### What you need to do
Nothing but the lines from the one containing "of the shaded" through the last line of the entries should appear in the output, each verbatim.

### Dataset entries

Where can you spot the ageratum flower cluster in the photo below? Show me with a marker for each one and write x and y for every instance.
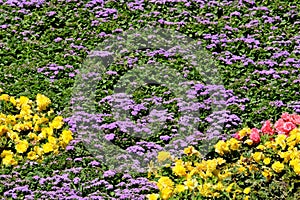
(240, 168)
(32, 132)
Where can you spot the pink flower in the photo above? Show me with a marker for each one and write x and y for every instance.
(288, 126)
(284, 127)
(296, 119)
(254, 135)
(279, 126)
(267, 129)
(237, 136)
(286, 117)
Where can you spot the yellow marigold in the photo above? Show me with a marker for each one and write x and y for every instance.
(22, 146)
(205, 189)
(190, 150)
(296, 165)
(241, 169)
(247, 190)
(42, 102)
(261, 147)
(258, 156)
(219, 186)
(180, 188)
(164, 182)
(48, 131)
(191, 184)
(234, 144)
(221, 161)
(249, 142)
(179, 169)
(229, 188)
(152, 196)
(3, 130)
(13, 101)
(38, 150)
(277, 167)
(57, 122)
(9, 160)
(285, 155)
(5, 97)
(163, 155)
(6, 153)
(166, 193)
(267, 174)
(280, 140)
(13, 136)
(267, 161)
(48, 147)
(66, 136)
(211, 165)
(221, 148)
(201, 166)
(244, 132)
(32, 155)
(52, 140)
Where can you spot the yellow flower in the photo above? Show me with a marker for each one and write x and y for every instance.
(267, 161)
(241, 169)
(219, 186)
(42, 102)
(52, 140)
(4, 97)
(257, 156)
(6, 153)
(9, 160)
(22, 146)
(164, 182)
(267, 174)
(153, 196)
(180, 188)
(247, 190)
(277, 166)
(280, 140)
(38, 150)
(190, 150)
(3, 130)
(205, 189)
(191, 184)
(229, 188)
(13, 100)
(211, 165)
(166, 193)
(163, 155)
(261, 147)
(57, 122)
(244, 132)
(249, 142)
(234, 144)
(296, 165)
(48, 147)
(179, 169)
(285, 155)
(221, 147)
(66, 136)
(32, 155)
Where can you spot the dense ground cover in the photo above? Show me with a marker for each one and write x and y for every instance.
(255, 46)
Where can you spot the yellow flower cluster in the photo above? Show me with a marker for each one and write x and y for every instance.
(31, 133)
(223, 147)
(211, 178)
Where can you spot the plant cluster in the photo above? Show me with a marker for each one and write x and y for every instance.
(255, 163)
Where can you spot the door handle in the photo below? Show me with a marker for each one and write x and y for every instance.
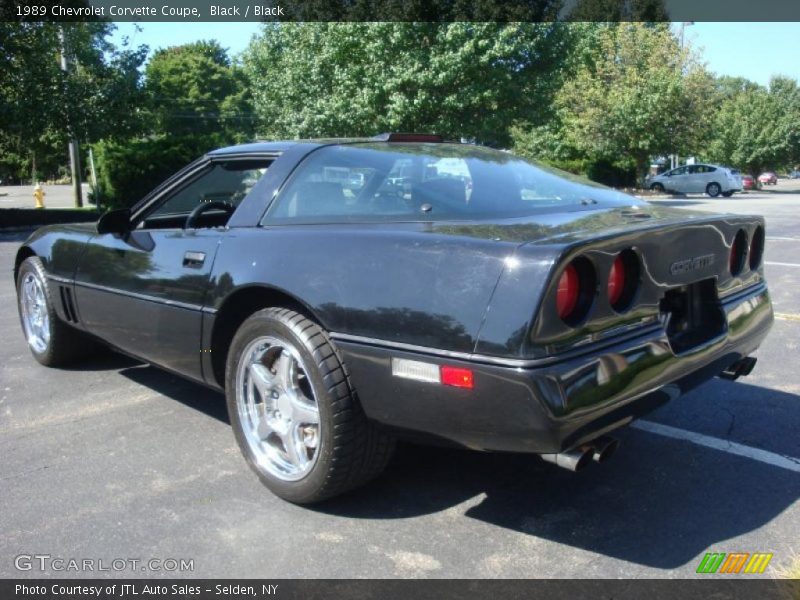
(194, 260)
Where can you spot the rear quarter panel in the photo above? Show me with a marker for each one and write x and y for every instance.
(411, 287)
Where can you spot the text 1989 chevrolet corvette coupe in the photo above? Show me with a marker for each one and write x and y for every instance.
(346, 292)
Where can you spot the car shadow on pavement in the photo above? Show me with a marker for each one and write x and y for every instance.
(658, 502)
(193, 395)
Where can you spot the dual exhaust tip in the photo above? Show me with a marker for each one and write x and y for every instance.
(741, 368)
(599, 451)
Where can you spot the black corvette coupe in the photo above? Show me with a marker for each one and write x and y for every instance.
(343, 293)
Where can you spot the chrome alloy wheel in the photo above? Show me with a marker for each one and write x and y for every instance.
(35, 318)
(277, 408)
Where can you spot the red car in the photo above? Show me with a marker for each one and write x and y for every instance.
(768, 178)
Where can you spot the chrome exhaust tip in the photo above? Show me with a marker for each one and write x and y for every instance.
(572, 460)
(741, 368)
(604, 447)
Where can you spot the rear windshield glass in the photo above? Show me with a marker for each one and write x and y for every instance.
(424, 182)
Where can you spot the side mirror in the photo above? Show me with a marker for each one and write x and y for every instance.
(115, 221)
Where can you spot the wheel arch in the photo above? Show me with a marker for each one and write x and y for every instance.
(23, 253)
(236, 308)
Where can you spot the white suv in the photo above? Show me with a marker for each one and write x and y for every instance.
(698, 179)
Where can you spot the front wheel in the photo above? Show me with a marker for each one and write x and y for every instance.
(294, 413)
(713, 189)
(52, 342)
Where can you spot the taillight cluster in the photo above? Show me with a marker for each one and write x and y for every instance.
(740, 252)
(577, 285)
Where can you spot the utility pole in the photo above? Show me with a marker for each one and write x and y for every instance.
(675, 159)
(74, 152)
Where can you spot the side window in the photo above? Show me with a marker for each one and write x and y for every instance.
(223, 183)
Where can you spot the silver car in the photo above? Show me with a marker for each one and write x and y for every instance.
(698, 179)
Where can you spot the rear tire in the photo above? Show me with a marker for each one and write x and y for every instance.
(294, 412)
(713, 189)
(52, 342)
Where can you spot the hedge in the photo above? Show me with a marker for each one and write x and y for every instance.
(128, 171)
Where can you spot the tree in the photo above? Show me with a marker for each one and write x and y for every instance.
(194, 89)
(635, 95)
(353, 79)
(41, 106)
(758, 128)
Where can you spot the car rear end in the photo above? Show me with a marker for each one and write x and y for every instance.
(626, 321)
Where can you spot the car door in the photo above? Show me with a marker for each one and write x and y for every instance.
(144, 291)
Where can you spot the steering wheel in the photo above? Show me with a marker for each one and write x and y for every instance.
(205, 207)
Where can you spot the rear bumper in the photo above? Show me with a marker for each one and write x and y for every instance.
(551, 405)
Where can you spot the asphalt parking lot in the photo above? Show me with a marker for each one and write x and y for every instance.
(116, 459)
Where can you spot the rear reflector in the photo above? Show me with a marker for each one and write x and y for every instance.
(431, 373)
(457, 377)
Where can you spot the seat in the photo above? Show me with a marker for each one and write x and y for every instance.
(441, 192)
(319, 198)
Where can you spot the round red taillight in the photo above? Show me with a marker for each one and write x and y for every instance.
(738, 252)
(569, 288)
(616, 280)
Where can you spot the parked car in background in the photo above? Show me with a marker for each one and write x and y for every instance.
(768, 178)
(698, 179)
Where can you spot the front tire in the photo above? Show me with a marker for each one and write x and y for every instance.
(52, 342)
(294, 413)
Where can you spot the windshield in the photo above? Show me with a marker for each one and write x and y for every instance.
(429, 182)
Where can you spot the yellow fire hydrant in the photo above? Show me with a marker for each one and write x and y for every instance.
(38, 195)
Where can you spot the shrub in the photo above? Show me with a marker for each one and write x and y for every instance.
(128, 171)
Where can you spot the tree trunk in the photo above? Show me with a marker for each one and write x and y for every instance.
(641, 170)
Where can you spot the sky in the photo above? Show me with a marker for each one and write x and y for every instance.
(756, 51)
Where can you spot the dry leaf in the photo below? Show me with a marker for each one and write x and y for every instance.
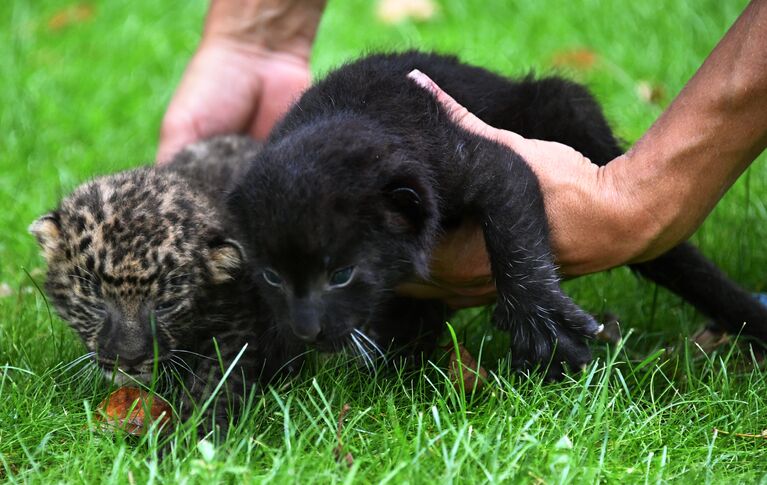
(338, 451)
(115, 409)
(73, 14)
(471, 370)
(611, 330)
(650, 92)
(393, 11)
(580, 59)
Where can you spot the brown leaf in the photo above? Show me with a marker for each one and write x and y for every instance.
(474, 376)
(126, 409)
(580, 59)
(394, 11)
(71, 15)
(651, 92)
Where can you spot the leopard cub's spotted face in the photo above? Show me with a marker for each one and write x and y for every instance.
(131, 258)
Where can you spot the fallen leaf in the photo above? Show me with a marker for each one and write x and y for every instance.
(338, 451)
(126, 408)
(470, 372)
(73, 14)
(580, 59)
(650, 92)
(611, 330)
(393, 11)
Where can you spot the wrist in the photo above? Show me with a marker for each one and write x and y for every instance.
(268, 26)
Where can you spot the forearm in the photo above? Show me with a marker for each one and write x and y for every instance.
(702, 143)
(277, 25)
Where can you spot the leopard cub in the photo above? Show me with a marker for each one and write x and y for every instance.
(146, 264)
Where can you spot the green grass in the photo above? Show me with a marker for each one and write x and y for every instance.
(87, 99)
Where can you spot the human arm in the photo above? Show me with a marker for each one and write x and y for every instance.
(252, 62)
(644, 202)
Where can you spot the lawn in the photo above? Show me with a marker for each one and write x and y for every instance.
(84, 86)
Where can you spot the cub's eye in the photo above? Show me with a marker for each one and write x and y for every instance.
(165, 306)
(273, 278)
(342, 277)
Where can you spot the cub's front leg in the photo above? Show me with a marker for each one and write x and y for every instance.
(547, 328)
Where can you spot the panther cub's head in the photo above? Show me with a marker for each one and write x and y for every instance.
(335, 216)
(130, 258)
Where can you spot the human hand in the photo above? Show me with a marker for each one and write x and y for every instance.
(252, 63)
(581, 203)
(231, 87)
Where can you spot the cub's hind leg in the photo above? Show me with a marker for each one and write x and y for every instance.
(546, 326)
(686, 272)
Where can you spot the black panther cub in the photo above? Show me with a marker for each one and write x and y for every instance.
(359, 180)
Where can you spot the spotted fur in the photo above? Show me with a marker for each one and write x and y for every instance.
(146, 262)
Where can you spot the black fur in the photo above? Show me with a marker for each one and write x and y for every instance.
(367, 170)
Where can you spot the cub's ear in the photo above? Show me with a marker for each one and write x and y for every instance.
(225, 259)
(47, 231)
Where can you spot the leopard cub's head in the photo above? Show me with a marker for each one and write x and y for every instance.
(131, 259)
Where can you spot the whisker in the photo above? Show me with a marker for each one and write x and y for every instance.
(374, 345)
(362, 352)
(197, 354)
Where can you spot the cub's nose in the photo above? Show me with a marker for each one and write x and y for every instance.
(305, 321)
(306, 331)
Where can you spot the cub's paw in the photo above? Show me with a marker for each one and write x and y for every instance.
(552, 339)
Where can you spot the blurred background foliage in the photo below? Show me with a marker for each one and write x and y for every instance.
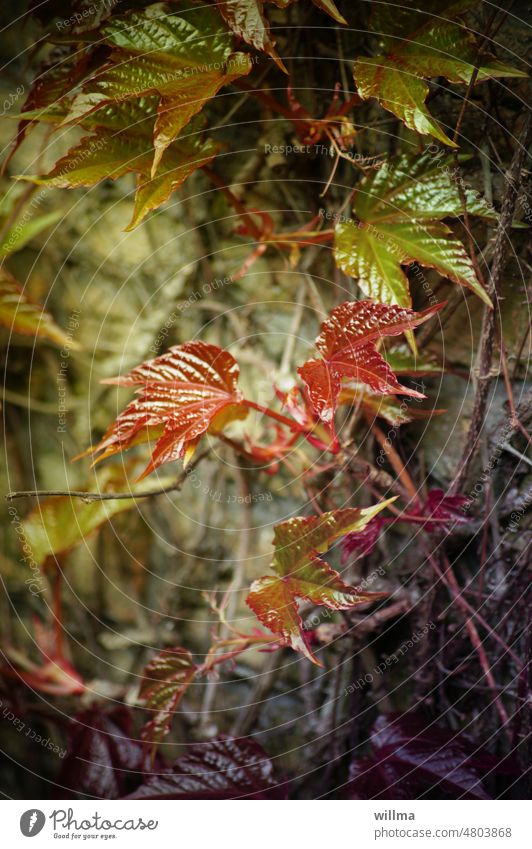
(137, 583)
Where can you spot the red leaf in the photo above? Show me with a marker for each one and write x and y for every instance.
(320, 434)
(181, 394)
(219, 769)
(347, 348)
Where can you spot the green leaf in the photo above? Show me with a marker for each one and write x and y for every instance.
(398, 210)
(247, 20)
(25, 228)
(301, 573)
(421, 44)
(21, 315)
(183, 59)
(122, 144)
(166, 678)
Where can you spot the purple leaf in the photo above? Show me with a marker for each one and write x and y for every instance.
(220, 769)
(101, 755)
(414, 759)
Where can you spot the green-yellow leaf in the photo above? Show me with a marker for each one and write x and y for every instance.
(421, 44)
(20, 314)
(397, 212)
(184, 59)
(121, 144)
(301, 573)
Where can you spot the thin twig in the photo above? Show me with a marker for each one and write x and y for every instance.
(488, 322)
(88, 497)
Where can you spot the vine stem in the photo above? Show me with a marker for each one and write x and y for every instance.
(395, 462)
(88, 497)
(488, 322)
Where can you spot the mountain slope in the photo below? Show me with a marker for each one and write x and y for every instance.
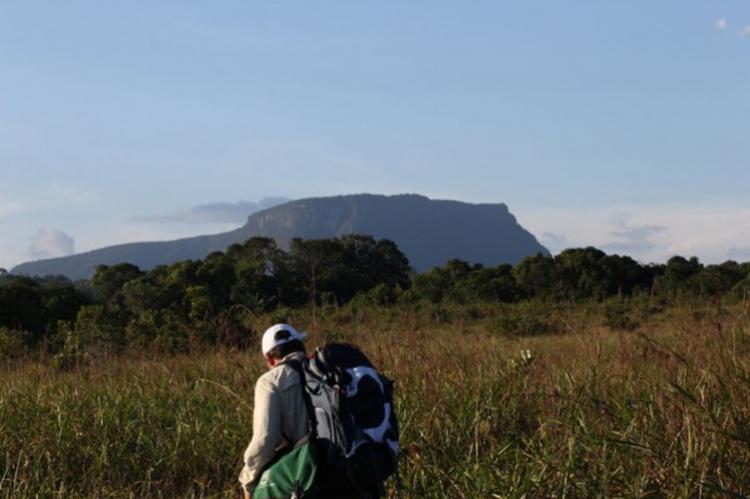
(428, 231)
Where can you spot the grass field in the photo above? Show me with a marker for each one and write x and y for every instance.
(660, 408)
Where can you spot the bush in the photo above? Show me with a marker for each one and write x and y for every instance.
(14, 344)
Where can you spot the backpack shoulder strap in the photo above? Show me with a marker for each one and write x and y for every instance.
(311, 419)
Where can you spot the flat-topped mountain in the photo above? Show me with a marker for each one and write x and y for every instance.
(428, 231)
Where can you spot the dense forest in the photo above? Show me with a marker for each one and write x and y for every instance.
(191, 304)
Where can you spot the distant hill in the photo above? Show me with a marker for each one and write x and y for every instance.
(428, 231)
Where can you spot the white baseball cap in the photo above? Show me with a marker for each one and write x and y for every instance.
(272, 338)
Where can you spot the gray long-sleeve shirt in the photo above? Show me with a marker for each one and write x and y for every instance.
(279, 418)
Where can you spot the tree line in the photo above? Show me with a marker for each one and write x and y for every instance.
(175, 307)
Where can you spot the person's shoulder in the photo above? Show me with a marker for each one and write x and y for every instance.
(279, 377)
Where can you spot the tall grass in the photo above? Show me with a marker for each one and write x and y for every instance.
(585, 409)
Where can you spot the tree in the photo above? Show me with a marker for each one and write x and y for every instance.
(108, 281)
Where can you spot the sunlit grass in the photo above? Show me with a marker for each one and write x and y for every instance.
(581, 411)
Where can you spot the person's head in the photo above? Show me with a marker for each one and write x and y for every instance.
(279, 341)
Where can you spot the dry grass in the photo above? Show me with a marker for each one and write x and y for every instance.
(660, 411)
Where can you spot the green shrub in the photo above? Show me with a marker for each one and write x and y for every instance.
(14, 344)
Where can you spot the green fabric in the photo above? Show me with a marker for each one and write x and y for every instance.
(293, 473)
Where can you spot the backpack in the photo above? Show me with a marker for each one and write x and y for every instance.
(354, 425)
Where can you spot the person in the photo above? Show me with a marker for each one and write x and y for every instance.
(280, 416)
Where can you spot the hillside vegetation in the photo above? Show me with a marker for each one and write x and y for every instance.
(428, 231)
(579, 375)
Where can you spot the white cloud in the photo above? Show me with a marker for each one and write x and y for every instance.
(219, 213)
(50, 243)
(649, 232)
(9, 207)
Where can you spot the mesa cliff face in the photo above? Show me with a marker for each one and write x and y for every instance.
(429, 232)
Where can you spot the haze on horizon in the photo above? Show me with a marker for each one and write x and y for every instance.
(622, 126)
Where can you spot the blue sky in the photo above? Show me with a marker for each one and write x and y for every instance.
(618, 124)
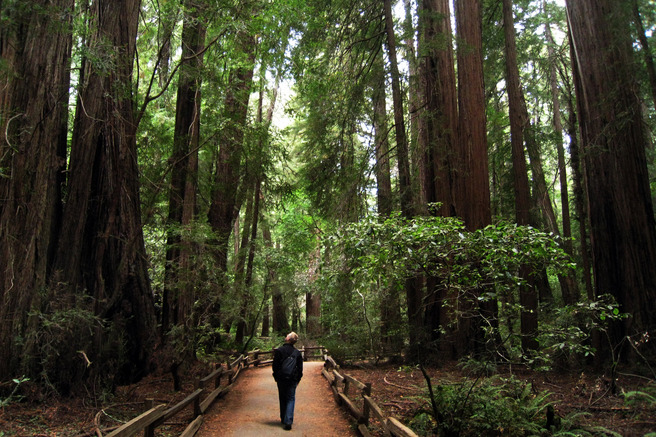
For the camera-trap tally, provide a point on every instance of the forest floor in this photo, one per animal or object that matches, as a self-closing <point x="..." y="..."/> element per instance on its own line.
<point x="400" y="391"/>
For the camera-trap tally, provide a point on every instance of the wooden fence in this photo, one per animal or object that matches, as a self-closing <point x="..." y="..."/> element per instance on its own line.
<point x="210" y="389"/>
<point x="347" y="391"/>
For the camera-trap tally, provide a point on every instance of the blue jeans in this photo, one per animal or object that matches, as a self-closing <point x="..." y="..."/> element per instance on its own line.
<point x="287" y="398"/>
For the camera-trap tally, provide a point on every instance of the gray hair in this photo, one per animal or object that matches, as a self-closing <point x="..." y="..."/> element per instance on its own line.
<point x="292" y="337"/>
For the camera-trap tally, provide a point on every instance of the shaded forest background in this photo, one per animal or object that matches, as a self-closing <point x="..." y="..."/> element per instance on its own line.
<point x="416" y="180"/>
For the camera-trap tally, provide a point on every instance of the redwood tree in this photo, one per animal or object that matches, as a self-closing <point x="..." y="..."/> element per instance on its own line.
<point x="613" y="137"/>
<point x="35" y="49"/>
<point x="100" y="252"/>
<point x="472" y="181"/>
<point x="178" y="298"/>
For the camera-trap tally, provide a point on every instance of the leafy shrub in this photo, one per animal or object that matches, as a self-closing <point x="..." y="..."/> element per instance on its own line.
<point x="491" y="406"/>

### Finished task
For the camera-trap tally, provide a point on every instance of the shaded forest background in this photo, one per animal or object that matches, as a self-closing <point x="..." y="..."/> element per instance on its own line.
<point x="416" y="180"/>
For the camera-trap tally, provide a point on every instance of the redwood tree in this photo, one per animal or object that matches, as a self-closing <point x="..." y="..."/> element per instance on its own line.
<point x="613" y="137"/>
<point x="35" y="49"/>
<point x="100" y="252"/>
<point x="472" y="181"/>
<point x="178" y="298"/>
For the camera-trap tally, provide a point on every instance of the leafy shrub in this photo, one per animal or object that matches, as a self-closing <point x="..." y="..."/> element per instance on its own line.
<point x="491" y="406"/>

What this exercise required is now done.